■ **Travail demandé**: Prolongez le texte consacré à l'usage de l'intelligence artificielle par le clergé chiite iranien, en reprenant après sa dernière phrase.

■ **Texte fourni**:
===============
Et si les premiers à perdre leur emploi à cause de l’intelligence artificielle n’étaient ceux auxquels vous pensez ? Quelques 200 000 membres du clergé chiite en Iran ont en effet du souci à se faire. Certains mollahs technophiles réfléchissent à faire rédiger les textes religieux, y compris les fatwas, avec l’aide d’IA génératives. Le temps de rédaction d’une fatwa, un avis juridique émis par la hiérarchie religieuse, pourrait ainsi passer de 50 jours à 5 heures…
C’est assez inattendu, je dois avouer, ayant visité la très traditionnelle ville sainte de Qom, en Iran, où vivent quelque 100 000 membres du clergé chiite. Pas grand-chose à voir avec la Silicon Valley, même s’il n’est pas rare de voir un mollah accroché à son smartphone, ou de jeunes apprentis religieux travailler sur leur PC comme tout salarié dans son espace de coworking.
Mais c’est quand même assez vertigineux. Cela fait penser à l’apparition de l’imprimerie de Gutenberg, au XV° siècle, qui a littéralement condamné au chômage des armées de moines copistes qui copiaient à la main des ouvrages religieux. Les plus doués les agrémentaient parfois d’enluminures, en or pour les plus raffinées. Ils pouvaient se faire un nom au sein d’une population lettrée fort limitée. L’imprimerie a été une véritable révolution, dont les avantages ont été tels qu’on en a oublié les victimes « sociales » collatérales, ces fameux et oubliés moines copistes.
Peut-il en être de même avec le clergé chiite ? La question est sérieusement abordée dans un article du « Financial Times » qui cite un notable de Qoms pour qui « l’IA ne peut pas remplacer un membre du clergé, mais peut devenir un assistant de confiance ». Le champ des questions ouvertes par cette idée est illimité… Certes, des dignitaires religieux dotés d’une autorité supérieure auront le dernier mot sur les fatwas ; mais remplacer une armée de dévoués croyants, animés d’une foi sans failles, par une IA par définition sans croyance spécifique, n’est pas sans risque.
Une IA générative est évidemment alimentée par les données qu’on lui fournit, et on peut compter sur les mollahs pour en expurger toute pensée ou fait dissident ou hérétique. Néanmoins, comment réagirait un membre du clergé chiite confronté à une réponse d’IA qui lui offrirait un raisonnement fondé sur les données dont elle dispose, mais qui irait à l’encontre des dogmes de la religion ? C’est évidemment une possibilité à ne pas exclure dans la mesure où la réponse religieuse à une question posée n’est pas nécessairement celle qu’appellerait la rationalité des faits, mais celle qu’impose un tissu de croyances et de tabous sacrés. L’IA peut-elle être programmée pour donner au sacré la place qu’elle a dans l’esprit d’un dignitaire chiite ?
===============
[Extrait d'un jeu de données]
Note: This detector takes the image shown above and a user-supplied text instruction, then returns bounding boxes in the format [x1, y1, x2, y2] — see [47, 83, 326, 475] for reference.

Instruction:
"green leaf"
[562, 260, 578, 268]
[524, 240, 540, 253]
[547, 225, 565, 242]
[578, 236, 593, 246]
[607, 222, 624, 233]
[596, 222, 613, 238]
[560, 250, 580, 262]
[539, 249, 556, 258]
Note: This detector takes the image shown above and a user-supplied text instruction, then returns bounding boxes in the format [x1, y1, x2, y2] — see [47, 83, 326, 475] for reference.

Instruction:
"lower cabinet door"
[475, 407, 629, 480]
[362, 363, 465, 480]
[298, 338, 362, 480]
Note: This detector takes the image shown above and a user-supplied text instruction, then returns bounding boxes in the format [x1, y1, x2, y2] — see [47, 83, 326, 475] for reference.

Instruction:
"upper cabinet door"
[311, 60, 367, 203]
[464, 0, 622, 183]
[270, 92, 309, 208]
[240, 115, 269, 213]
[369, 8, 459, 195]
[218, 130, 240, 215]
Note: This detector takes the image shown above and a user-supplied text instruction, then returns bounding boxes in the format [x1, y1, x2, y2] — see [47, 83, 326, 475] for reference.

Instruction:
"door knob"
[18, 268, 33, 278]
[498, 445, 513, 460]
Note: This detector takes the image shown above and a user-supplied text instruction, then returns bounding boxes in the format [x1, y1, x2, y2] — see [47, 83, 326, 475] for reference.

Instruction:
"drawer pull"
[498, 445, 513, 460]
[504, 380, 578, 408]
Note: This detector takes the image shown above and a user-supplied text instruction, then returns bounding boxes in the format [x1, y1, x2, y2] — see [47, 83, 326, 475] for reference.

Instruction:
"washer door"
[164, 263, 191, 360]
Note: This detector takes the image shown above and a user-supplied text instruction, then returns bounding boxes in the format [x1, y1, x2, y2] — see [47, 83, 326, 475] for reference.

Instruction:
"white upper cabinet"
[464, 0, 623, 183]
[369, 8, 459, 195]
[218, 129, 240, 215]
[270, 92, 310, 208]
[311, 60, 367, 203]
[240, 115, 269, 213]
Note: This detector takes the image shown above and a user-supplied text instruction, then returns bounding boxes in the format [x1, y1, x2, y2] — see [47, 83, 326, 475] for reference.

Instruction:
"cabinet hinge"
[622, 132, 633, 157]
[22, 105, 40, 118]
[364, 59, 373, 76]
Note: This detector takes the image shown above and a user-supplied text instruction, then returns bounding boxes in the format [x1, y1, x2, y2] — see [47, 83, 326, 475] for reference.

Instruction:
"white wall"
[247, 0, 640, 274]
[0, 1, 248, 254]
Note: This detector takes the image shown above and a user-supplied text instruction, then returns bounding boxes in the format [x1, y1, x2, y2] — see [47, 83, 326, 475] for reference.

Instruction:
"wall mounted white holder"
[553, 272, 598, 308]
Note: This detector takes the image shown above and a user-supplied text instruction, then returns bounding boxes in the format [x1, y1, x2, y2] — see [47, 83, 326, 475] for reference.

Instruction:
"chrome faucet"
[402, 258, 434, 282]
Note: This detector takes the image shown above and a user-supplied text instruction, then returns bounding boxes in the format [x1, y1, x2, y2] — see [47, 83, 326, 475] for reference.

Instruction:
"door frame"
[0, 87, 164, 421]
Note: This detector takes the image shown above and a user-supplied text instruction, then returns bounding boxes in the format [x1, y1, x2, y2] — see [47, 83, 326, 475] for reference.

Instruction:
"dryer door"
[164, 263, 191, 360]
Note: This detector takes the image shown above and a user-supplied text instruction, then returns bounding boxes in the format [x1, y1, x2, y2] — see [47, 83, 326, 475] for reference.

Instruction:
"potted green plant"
===============
■ **Résultat final**:
On peut rêver, mais l’IA du clergé de Qoms, sur la base de toute la data dont elle dispose, ne peut-elle estimer que le port du voile ne peut être imposé aux femmes iraniennes au prix de la mort d’une d’entre elles, Mahsa Amini ? Ou que Salman Rushdie ne peut pas être condamné à mourir, surtout trente ans après avoir écrit « les Versets sataniques » ? Ou que Fariba Adelhak, enseignante franco-iranienne, ne peut être retenue contre son gré en Iran depuis juin 2019 ?... Ou qu’un pouvoir théocratique est en soi un contresens ? On peut rêver en effet…
On en est très loin, car comme le fait remarquer le « FT », l’immense majorité des hauts dignitaires religieux de Qom ont entre 80 et 100 ans, et ils ne se laisseront pas impressionner par une IA… Il est néanmoins intéressant qu’une institution religieuse aussi conservatrice ne reste pas à côté de technologies de rupture. J’avais évoqué dans une précédente chronique pour « Hors Normes » l’extraordinaire rencontre au Vatican, au début de l’année, entre les représentants des trois grandes religions du Livre pour discuter de l’IA. L’islam était alors représenté par les clercs sunnites de l’Université Al Azhar du Caire. Je n’aurais pas imaginé que les religieux chiites de Qom se posent les mêmes questions.
« Dieu et l’IA », cela pourrait être le titre d’un livre savant ou d’un colloque (au paradis ou en enfer ?)… Mais c’est aussi un sujet tout à fait sérieux, car l’IA vient bousculer les religions autant que les entreprises et les stratèges militaires. Quelle place lui laisser ? Quelles habitudes abandonner ? Quel sens donner à l’efficacité dont l’IA se veut porteuse ?... A méditer la prochaine fois que vous entendrez parler d’une fatwa en provenance de Qom : y aura-t-il la mention « assisté par une IA » ?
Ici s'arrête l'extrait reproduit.